**** SOURCE RECORDS

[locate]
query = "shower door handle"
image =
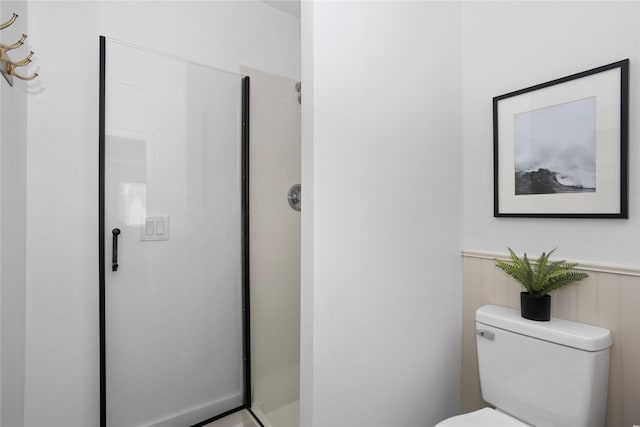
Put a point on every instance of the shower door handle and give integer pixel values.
(114, 257)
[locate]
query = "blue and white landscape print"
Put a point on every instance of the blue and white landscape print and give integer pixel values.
(555, 149)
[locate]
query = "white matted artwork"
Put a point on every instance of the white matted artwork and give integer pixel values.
(560, 148)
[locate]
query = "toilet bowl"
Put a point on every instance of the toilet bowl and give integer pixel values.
(546, 374)
(485, 417)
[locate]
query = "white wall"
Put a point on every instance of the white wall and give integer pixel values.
(513, 45)
(381, 135)
(13, 173)
(62, 172)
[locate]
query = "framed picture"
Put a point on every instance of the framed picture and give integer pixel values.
(560, 147)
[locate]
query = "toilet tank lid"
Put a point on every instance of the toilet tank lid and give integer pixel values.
(559, 331)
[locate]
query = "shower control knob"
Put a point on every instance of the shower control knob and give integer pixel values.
(294, 196)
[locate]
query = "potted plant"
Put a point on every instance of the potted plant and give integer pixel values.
(543, 277)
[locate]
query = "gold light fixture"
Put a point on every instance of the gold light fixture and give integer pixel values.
(7, 66)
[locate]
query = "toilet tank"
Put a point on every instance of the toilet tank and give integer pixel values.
(547, 374)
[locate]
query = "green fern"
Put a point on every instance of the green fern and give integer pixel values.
(544, 276)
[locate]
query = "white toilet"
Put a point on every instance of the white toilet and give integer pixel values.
(542, 374)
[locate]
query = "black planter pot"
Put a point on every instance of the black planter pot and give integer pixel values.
(535, 308)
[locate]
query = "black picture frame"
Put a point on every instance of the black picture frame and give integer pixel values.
(561, 147)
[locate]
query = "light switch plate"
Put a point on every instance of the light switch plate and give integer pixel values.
(156, 228)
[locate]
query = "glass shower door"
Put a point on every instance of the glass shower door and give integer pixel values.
(172, 253)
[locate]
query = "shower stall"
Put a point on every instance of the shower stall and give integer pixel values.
(174, 302)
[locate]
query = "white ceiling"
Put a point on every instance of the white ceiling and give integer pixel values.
(292, 7)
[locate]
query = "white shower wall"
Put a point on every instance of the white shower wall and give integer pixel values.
(62, 176)
(275, 240)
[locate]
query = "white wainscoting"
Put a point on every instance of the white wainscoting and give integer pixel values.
(609, 298)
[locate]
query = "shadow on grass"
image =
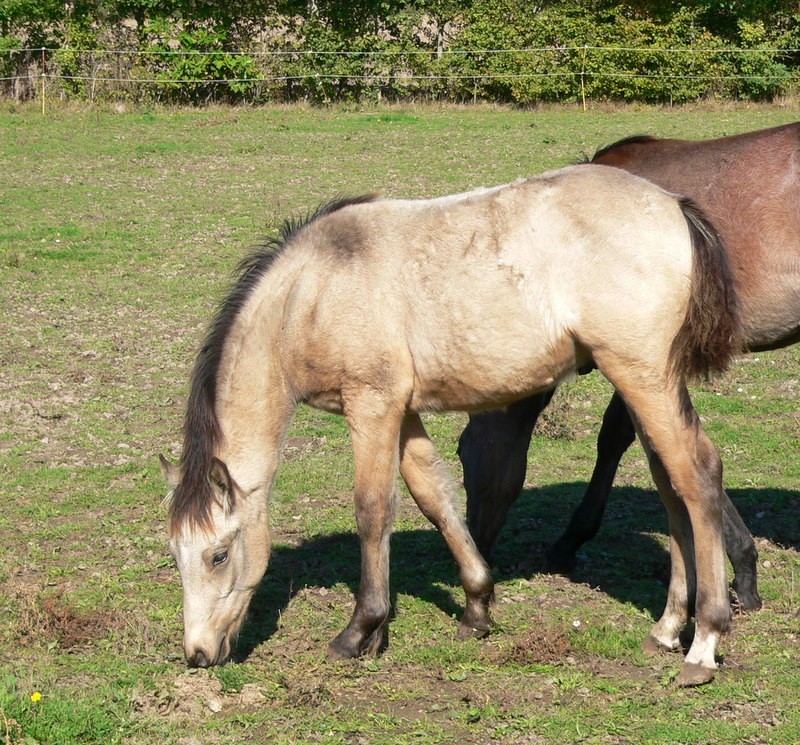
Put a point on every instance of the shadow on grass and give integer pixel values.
(628, 559)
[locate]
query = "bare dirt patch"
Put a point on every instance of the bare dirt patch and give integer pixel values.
(48, 617)
(196, 694)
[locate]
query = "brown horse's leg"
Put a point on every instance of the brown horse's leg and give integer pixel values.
(616, 435)
(688, 473)
(493, 449)
(742, 552)
(433, 489)
(375, 442)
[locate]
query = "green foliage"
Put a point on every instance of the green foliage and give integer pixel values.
(206, 71)
(202, 51)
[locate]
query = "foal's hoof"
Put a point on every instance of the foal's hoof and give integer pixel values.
(652, 645)
(748, 600)
(350, 644)
(468, 631)
(693, 674)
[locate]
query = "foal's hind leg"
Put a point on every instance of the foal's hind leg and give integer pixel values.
(493, 449)
(688, 474)
(432, 488)
(616, 436)
(375, 439)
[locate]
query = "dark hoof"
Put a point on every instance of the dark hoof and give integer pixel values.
(349, 644)
(651, 645)
(748, 600)
(465, 631)
(693, 674)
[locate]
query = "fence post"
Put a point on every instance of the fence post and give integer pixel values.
(583, 75)
(44, 72)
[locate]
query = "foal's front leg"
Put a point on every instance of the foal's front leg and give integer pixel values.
(375, 448)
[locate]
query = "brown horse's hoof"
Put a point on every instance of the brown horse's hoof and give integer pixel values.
(465, 631)
(693, 674)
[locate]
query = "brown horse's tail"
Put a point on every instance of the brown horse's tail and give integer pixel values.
(711, 333)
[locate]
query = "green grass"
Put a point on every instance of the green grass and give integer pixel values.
(118, 235)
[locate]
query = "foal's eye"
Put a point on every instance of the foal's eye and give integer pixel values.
(219, 558)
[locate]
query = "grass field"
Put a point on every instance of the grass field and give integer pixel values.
(118, 235)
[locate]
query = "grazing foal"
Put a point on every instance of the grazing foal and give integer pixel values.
(380, 309)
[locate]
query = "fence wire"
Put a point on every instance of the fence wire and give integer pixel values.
(516, 75)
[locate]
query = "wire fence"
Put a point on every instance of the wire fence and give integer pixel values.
(522, 75)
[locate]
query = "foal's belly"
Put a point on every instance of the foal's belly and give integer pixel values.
(470, 380)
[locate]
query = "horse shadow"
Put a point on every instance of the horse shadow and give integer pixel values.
(628, 560)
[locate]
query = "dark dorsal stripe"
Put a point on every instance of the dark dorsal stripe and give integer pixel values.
(635, 140)
(192, 499)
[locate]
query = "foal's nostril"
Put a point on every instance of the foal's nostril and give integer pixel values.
(199, 659)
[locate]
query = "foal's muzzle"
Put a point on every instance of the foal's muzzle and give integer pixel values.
(199, 657)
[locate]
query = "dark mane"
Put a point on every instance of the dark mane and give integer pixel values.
(635, 140)
(192, 499)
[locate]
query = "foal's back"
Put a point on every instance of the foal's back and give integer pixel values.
(481, 298)
(749, 185)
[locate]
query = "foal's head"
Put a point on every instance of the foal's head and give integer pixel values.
(222, 554)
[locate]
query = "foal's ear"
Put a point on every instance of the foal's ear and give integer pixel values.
(221, 478)
(170, 472)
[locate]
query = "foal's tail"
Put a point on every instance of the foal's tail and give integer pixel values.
(711, 333)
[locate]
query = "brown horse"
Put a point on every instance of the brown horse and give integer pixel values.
(380, 309)
(749, 185)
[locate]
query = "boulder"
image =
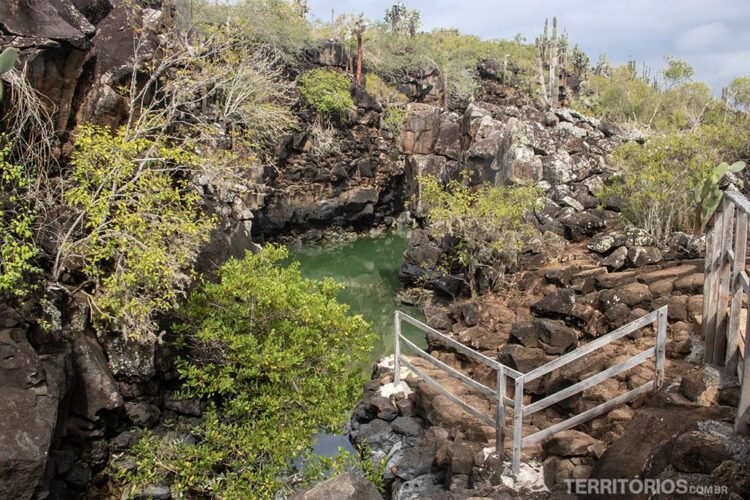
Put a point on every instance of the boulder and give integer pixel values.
(571, 443)
(552, 336)
(698, 452)
(421, 128)
(96, 388)
(345, 486)
(701, 385)
(31, 389)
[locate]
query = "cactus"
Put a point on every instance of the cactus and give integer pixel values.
(708, 195)
(547, 54)
(7, 61)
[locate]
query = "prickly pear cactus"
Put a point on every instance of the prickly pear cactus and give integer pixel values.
(7, 61)
(708, 195)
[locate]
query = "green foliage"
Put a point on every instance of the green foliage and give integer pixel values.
(274, 354)
(273, 23)
(487, 221)
(317, 468)
(327, 92)
(384, 93)
(7, 61)
(141, 226)
(677, 71)
(708, 195)
(739, 92)
(17, 249)
(659, 177)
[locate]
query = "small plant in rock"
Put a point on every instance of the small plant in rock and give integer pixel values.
(708, 195)
(487, 221)
(327, 92)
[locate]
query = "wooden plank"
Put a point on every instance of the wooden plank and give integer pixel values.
(722, 310)
(450, 370)
(709, 284)
(591, 346)
(742, 421)
(436, 385)
(589, 414)
(589, 382)
(744, 281)
(458, 346)
(661, 345)
(733, 329)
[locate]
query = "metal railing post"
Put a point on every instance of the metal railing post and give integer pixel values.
(500, 414)
(661, 341)
(517, 426)
(397, 353)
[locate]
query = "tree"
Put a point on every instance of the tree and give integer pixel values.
(402, 20)
(739, 92)
(488, 223)
(276, 358)
(677, 72)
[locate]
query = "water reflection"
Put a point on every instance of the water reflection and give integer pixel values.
(368, 269)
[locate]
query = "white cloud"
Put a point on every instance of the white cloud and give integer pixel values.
(713, 36)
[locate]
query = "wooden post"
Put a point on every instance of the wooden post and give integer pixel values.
(517, 426)
(738, 265)
(713, 241)
(725, 276)
(742, 421)
(661, 341)
(397, 350)
(500, 415)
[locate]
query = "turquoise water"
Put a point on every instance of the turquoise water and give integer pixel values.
(368, 269)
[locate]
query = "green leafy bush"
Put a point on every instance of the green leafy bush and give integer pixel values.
(274, 354)
(658, 178)
(327, 92)
(17, 248)
(136, 228)
(487, 221)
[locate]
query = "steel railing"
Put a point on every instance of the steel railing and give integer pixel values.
(520, 380)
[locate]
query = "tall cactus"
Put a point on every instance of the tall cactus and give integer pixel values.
(547, 54)
(7, 61)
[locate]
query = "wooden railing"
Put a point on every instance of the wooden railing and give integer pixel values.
(519, 380)
(726, 283)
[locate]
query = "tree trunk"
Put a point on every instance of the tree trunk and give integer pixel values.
(359, 59)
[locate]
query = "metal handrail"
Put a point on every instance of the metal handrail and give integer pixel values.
(498, 395)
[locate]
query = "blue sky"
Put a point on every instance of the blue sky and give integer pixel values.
(713, 35)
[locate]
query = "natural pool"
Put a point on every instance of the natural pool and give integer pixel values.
(368, 268)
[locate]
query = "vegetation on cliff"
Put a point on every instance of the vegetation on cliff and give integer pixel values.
(271, 353)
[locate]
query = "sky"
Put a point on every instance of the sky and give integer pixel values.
(712, 35)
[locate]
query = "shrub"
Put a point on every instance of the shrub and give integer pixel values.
(274, 355)
(136, 226)
(384, 93)
(488, 223)
(17, 249)
(327, 92)
(658, 178)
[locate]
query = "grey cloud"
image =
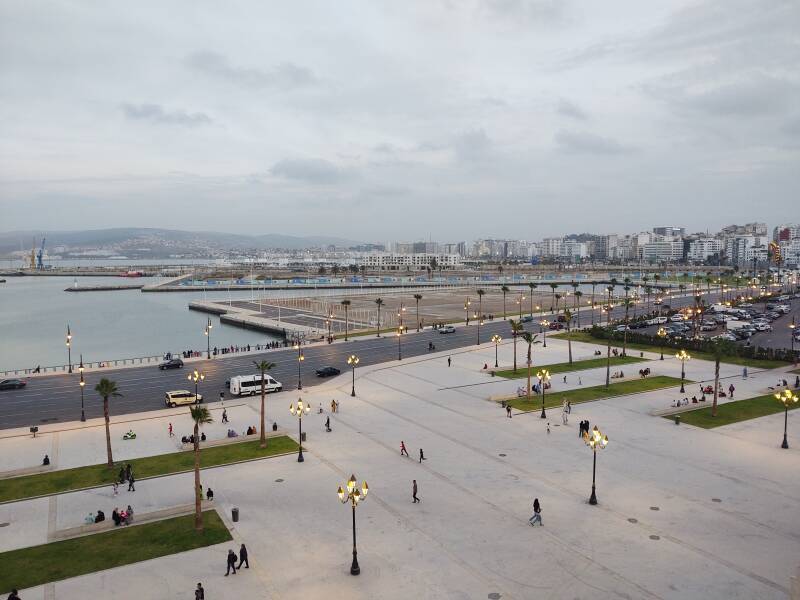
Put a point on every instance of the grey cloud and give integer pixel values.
(568, 109)
(155, 113)
(283, 76)
(311, 170)
(572, 142)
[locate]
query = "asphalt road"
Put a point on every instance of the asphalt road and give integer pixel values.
(57, 398)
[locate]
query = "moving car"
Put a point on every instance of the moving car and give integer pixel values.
(250, 385)
(180, 397)
(12, 384)
(173, 363)
(327, 371)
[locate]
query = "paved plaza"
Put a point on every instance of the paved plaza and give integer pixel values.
(683, 512)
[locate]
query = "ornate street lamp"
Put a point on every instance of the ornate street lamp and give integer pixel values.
(662, 334)
(683, 356)
(352, 360)
(82, 383)
(544, 377)
(299, 411)
(787, 397)
(594, 439)
(496, 339)
(353, 495)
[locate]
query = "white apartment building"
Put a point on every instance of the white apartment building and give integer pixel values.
(386, 261)
(703, 248)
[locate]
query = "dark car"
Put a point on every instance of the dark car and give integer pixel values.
(173, 363)
(327, 371)
(12, 384)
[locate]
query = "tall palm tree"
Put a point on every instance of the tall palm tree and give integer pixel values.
(107, 389)
(263, 366)
(200, 416)
(379, 303)
(346, 304)
(516, 329)
(418, 297)
(532, 287)
(530, 339)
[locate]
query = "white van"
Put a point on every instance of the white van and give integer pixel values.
(249, 385)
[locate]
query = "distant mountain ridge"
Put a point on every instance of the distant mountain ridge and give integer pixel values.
(11, 240)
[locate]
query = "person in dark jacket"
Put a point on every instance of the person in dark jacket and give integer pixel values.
(243, 558)
(231, 563)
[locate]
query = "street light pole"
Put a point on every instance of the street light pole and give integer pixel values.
(299, 411)
(594, 440)
(353, 495)
(69, 350)
(353, 361)
(82, 384)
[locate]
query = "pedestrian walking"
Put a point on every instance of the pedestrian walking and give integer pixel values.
(231, 563)
(243, 558)
(537, 514)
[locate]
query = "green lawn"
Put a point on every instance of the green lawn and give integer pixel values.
(583, 336)
(53, 482)
(29, 567)
(578, 365)
(595, 392)
(733, 412)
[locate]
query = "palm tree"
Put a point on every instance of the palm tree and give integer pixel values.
(532, 287)
(379, 303)
(568, 321)
(263, 366)
(530, 339)
(346, 304)
(553, 286)
(516, 329)
(418, 297)
(200, 416)
(107, 389)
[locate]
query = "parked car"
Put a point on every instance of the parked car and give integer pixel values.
(327, 371)
(173, 363)
(12, 384)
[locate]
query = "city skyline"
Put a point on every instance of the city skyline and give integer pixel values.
(518, 119)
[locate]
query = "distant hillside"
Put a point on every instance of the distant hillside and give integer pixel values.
(10, 241)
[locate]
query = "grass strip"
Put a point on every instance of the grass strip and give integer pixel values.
(583, 336)
(37, 565)
(733, 412)
(53, 482)
(577, 365)
(595, 392)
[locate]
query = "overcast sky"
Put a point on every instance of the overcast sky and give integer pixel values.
(399, 120)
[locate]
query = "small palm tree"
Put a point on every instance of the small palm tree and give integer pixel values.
(516, 329)
(505, 289)
(379, 303)
(263, 366)
(107, 389)
(346, 304)
(530, 339)
(200, 416)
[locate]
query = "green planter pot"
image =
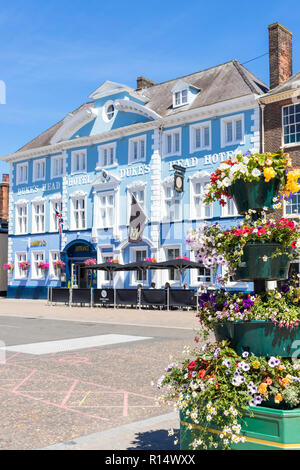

********

◆ PROBLEM TO WORK ON
Locate every line in the records above that contains the string "boulder" and copy each of those lines.

◆ OUTPUT
query = "boulder"
Put a point on every instance of the boulder and give integer pixel values.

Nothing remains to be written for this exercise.